PAGE TEXT
------------------------
Centre Stage is a year-round, 285-seat theater in downtown Greenville, South Carolina. The theater maintains a full-time staff of seven and produces between six and eight mainstage productions each year, in addition to a wide variety of other entertainment and nightlife activities. Actors, directors and other theater artists are hired both locally and regionally on an as-needed basis. Centre Stage is a constituent member of Theatre Communications Group (TCG) and a member of the professional division of the Southeastern Theatre Conference (SETC).

==Collaborations==
Through collaborations with arts organizations elsewhere in the city (Greenville Symphony Orchestra, Metropolitan Arts Council, etc.), Centre Stage has expanded its range of entertainment and nightlife offerings to include art exhibitions, chamber concerts, independent film screenings and lectures on a wide variety of topics. Faculty and students from area colleges and universities (North Greenville University, Clemson University, Furman University) regularly direct and staff Centre Stage productions. Greenville Technical College (GTC) theater classes are taught at Centre Stage by GTC professor of theater Dr. Brian Haimbach, who also is chairman of the Centre Stage New Play Festival. CSSC is also host to Greenville Light Opera Works. GLOW is Greenville's professional opera, operetta and musical theatre company and produces a summer festival season of comic opera, operetta and musical theatre.

==History==
Founded in 1983 by Douglas P. McCoy, Centre Stage was formed with the intent of becoming a professional theater. The theater's first performance space was inside the Greenville County Museum of Art and its first full production was presented in the St. Mary's Church gymnatorium. For the next four years, Centre Stage performed in the Greenville School District's Fine Arts Center. For the next ten years Centre Stage leased a building on the corner of Washington and Academy Streets and produced all of its plays there.

In April 1996, Centre Stage was approved as an Associate Member of Theatre Communications Group (TCG) and remains so to this day. TCG membership entitles Centre Stage to all of the rights and privileges of a professional theatre. In April, 1998, Centre Stage was designated as a Constituent Member of TCG.
------------------------
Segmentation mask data
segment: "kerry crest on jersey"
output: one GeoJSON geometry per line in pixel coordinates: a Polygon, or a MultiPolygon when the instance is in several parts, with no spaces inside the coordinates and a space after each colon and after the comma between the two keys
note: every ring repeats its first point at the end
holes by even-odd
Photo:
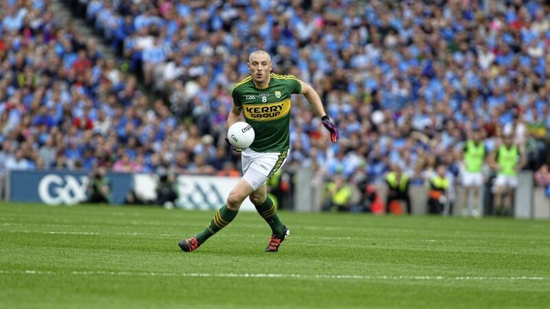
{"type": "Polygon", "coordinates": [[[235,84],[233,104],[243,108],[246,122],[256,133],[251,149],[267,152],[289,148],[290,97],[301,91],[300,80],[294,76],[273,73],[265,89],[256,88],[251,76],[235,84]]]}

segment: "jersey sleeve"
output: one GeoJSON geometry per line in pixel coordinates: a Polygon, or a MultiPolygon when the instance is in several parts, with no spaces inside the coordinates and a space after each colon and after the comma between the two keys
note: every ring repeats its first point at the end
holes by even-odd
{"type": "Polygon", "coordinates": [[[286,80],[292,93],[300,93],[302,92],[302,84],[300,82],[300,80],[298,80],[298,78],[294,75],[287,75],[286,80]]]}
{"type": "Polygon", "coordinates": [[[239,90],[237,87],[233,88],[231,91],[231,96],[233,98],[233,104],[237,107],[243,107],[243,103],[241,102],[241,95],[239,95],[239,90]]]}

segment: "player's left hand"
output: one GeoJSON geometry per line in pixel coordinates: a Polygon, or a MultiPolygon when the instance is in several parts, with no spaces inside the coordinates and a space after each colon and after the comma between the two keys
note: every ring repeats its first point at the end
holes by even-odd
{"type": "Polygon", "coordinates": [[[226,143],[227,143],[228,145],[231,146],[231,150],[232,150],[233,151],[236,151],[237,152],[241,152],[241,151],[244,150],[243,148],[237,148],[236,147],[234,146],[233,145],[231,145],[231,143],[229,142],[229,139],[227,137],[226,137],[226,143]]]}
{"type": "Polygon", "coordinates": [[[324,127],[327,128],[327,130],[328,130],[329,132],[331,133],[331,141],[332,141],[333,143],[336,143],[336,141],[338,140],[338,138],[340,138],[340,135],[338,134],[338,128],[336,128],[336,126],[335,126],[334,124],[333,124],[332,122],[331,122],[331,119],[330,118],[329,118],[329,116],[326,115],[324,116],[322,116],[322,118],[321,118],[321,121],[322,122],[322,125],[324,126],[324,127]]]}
------------------------
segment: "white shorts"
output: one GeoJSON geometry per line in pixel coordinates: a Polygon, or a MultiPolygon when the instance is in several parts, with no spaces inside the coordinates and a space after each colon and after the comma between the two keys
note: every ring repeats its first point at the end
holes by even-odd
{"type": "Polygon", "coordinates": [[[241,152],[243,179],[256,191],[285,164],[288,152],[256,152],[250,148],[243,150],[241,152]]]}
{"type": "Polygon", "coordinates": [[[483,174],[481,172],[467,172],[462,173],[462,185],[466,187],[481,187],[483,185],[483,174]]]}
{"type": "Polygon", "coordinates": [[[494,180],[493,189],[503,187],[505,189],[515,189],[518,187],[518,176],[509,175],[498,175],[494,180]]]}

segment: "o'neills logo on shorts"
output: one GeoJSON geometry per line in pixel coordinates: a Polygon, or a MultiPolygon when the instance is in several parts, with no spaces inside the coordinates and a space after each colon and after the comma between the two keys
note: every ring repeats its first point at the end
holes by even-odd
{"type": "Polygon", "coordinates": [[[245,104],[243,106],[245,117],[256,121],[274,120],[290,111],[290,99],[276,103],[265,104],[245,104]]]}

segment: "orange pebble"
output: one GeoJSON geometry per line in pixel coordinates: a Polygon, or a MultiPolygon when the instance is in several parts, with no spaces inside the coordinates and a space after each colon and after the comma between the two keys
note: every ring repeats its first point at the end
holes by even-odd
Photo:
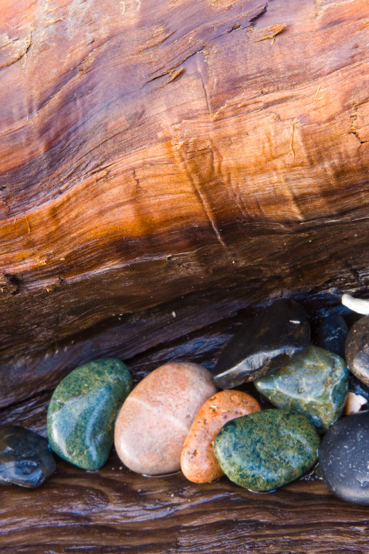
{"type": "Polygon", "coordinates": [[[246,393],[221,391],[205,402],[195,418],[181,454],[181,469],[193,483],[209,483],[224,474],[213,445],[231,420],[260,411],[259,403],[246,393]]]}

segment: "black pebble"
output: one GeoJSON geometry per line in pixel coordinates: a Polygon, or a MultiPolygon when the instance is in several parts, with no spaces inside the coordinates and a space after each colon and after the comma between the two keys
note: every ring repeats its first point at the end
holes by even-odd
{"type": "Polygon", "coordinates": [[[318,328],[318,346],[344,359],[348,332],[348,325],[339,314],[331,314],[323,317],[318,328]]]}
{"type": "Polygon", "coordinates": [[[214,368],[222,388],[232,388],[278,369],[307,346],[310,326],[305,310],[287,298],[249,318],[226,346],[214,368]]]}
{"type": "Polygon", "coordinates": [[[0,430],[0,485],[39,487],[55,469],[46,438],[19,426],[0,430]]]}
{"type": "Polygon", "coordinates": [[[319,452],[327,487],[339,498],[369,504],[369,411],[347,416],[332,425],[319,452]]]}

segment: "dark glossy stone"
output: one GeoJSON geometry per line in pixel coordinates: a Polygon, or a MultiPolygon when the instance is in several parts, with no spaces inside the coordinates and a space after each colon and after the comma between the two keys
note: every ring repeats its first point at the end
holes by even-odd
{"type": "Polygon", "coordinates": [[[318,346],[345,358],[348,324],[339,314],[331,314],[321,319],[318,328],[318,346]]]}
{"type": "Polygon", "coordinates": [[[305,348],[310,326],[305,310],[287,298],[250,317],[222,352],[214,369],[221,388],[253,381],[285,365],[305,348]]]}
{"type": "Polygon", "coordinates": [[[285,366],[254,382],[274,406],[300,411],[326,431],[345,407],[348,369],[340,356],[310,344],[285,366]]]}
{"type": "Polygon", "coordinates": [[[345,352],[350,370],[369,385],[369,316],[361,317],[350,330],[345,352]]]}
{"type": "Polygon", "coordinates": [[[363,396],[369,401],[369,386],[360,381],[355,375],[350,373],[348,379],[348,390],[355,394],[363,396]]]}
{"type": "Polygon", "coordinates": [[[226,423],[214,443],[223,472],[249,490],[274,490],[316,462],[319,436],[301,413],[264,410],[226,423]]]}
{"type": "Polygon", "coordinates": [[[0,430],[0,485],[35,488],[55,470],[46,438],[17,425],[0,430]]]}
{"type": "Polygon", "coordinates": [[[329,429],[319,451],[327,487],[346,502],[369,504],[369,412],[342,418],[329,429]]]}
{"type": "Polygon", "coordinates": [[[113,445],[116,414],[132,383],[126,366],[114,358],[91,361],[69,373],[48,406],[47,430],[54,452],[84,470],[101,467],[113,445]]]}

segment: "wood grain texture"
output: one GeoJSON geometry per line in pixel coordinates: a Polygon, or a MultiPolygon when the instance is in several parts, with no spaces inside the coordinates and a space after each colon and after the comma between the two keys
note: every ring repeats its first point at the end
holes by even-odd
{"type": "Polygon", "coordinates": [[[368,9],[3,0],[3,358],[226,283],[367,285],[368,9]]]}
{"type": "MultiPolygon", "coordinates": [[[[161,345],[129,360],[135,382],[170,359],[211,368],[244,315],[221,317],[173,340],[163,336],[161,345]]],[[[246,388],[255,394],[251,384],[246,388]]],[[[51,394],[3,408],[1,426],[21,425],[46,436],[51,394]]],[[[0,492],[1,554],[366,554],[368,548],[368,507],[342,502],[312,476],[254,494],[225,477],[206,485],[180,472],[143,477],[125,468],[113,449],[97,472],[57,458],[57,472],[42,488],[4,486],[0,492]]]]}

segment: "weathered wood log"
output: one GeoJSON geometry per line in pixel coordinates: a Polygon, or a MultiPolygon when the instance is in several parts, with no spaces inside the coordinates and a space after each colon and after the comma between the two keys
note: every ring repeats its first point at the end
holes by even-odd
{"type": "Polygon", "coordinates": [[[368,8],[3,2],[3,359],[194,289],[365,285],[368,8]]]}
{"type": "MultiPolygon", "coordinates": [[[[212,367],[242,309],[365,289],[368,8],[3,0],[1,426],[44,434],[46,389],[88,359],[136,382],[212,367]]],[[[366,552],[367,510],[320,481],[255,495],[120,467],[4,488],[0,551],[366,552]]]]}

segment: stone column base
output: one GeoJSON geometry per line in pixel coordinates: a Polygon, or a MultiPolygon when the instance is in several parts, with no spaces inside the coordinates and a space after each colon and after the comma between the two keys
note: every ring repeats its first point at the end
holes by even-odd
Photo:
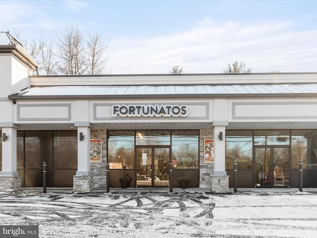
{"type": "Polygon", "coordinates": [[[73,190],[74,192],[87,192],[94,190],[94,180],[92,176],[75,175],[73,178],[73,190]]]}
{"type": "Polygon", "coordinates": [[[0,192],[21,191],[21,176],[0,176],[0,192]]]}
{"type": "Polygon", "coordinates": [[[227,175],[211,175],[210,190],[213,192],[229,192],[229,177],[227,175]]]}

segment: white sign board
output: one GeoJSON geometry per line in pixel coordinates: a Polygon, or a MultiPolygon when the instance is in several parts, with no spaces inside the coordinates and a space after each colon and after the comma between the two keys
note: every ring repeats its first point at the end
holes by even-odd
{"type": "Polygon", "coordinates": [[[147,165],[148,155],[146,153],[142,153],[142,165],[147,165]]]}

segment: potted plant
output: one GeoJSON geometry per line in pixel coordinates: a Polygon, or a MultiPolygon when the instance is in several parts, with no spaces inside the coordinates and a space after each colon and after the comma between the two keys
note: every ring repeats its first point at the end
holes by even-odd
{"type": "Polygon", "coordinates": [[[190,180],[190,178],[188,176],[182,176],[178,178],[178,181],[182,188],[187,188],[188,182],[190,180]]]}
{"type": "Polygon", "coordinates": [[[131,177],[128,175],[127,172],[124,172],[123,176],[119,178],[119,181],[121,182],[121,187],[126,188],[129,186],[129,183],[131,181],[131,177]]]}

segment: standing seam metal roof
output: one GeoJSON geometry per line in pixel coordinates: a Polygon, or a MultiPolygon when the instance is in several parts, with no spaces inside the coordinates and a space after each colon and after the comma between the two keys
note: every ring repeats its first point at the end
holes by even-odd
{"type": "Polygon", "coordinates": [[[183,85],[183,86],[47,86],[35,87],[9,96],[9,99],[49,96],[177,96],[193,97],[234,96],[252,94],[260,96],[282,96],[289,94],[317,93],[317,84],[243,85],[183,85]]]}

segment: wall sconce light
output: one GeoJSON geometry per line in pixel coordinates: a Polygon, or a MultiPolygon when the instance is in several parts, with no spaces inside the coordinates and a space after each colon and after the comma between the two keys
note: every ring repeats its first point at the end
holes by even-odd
------------------------
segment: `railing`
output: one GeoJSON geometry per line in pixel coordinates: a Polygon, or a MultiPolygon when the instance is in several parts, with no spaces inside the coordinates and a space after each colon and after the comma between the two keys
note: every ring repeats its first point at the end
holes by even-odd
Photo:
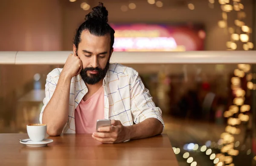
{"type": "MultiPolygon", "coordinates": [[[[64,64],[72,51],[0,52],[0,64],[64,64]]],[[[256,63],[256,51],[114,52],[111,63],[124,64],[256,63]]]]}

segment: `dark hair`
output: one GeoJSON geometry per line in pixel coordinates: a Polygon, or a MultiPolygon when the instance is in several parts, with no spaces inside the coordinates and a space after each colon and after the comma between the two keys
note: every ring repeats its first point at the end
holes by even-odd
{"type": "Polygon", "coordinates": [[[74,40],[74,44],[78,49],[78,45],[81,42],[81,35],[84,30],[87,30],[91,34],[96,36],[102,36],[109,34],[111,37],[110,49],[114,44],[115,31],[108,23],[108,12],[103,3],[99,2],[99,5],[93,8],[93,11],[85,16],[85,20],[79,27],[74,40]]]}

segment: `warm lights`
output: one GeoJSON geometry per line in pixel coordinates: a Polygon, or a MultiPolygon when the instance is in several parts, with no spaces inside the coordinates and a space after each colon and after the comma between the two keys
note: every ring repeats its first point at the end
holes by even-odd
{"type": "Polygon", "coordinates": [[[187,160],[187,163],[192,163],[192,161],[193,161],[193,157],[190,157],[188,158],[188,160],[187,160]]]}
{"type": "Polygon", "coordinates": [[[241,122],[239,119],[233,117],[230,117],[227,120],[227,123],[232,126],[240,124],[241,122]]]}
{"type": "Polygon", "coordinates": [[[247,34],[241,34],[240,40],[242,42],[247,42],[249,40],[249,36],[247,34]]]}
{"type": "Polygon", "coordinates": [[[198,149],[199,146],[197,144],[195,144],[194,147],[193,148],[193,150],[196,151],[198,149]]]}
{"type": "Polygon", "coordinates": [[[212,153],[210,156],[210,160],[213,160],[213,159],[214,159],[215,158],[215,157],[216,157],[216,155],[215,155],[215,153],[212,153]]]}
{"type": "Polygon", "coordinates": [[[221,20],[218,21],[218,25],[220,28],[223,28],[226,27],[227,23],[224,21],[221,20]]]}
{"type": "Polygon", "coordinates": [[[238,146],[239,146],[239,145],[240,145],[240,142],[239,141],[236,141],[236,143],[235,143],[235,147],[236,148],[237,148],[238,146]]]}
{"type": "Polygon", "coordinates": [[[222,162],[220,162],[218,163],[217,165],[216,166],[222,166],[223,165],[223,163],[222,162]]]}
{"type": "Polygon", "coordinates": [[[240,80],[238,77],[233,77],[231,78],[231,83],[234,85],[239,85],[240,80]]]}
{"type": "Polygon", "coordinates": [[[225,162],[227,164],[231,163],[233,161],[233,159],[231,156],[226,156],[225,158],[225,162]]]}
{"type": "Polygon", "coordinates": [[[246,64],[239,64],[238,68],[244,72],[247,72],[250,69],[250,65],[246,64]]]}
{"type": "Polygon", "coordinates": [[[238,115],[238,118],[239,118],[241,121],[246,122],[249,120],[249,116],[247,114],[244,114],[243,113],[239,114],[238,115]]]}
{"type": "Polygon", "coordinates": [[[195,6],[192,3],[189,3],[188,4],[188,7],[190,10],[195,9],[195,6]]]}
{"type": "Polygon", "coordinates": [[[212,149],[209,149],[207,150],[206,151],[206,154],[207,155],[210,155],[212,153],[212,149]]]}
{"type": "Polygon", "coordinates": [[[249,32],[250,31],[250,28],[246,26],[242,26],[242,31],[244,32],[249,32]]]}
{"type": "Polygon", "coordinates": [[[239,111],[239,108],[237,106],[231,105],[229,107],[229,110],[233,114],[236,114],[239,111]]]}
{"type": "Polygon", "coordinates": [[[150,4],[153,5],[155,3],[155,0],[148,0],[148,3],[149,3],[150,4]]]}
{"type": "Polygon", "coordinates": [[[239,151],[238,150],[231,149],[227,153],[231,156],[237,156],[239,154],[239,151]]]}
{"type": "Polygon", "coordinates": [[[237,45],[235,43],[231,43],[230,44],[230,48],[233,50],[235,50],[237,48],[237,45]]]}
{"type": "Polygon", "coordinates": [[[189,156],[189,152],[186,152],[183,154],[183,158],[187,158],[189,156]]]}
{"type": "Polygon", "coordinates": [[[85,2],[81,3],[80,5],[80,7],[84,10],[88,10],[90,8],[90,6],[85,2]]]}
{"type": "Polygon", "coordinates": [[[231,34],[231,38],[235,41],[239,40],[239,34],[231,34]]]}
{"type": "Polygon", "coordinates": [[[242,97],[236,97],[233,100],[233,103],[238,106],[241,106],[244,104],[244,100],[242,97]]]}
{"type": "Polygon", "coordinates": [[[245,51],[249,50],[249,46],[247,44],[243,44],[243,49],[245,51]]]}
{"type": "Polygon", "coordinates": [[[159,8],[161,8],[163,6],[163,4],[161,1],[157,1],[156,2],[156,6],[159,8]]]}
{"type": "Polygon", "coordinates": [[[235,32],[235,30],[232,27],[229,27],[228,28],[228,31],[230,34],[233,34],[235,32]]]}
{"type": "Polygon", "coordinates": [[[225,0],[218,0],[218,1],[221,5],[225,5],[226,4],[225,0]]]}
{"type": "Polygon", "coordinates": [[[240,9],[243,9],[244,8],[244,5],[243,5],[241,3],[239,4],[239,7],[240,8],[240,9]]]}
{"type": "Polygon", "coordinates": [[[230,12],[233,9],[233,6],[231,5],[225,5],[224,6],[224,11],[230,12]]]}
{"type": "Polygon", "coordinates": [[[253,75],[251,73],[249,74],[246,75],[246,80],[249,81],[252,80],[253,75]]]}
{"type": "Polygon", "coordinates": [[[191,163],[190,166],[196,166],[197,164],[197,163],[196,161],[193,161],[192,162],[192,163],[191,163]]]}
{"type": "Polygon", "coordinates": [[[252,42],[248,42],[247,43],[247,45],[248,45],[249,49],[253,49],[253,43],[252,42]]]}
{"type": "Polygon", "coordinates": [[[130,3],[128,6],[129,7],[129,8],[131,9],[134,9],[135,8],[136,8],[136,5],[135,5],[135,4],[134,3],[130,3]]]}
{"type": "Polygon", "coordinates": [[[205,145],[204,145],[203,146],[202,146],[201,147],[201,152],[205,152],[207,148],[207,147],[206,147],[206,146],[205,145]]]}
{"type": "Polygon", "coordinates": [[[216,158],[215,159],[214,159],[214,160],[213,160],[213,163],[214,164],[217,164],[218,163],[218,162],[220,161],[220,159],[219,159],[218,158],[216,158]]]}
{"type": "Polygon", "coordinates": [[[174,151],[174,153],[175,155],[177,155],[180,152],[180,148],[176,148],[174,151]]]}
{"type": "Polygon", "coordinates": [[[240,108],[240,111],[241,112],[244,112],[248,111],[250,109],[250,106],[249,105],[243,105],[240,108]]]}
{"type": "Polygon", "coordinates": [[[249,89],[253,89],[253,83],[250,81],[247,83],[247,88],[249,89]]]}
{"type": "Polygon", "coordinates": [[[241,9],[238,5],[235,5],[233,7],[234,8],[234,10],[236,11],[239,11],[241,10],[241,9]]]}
------------------------
YOUR INSTRUCTIONS
Please return the passage of the Centre Stage text starting at "In April 1996, Centre" and ending at "Member of TCG.", copied word for word.

FINISHED EXERCISE
In April 1996, Centre Stage was approved as an Associate Member of Theatre Communications Group (TCG) and remains so to this day. TCG membership entitles Centre Stage to all of the rights and privileges of a professional theatre. In April, 1998, Centre Stage was designated as a Constituent Member of TCG.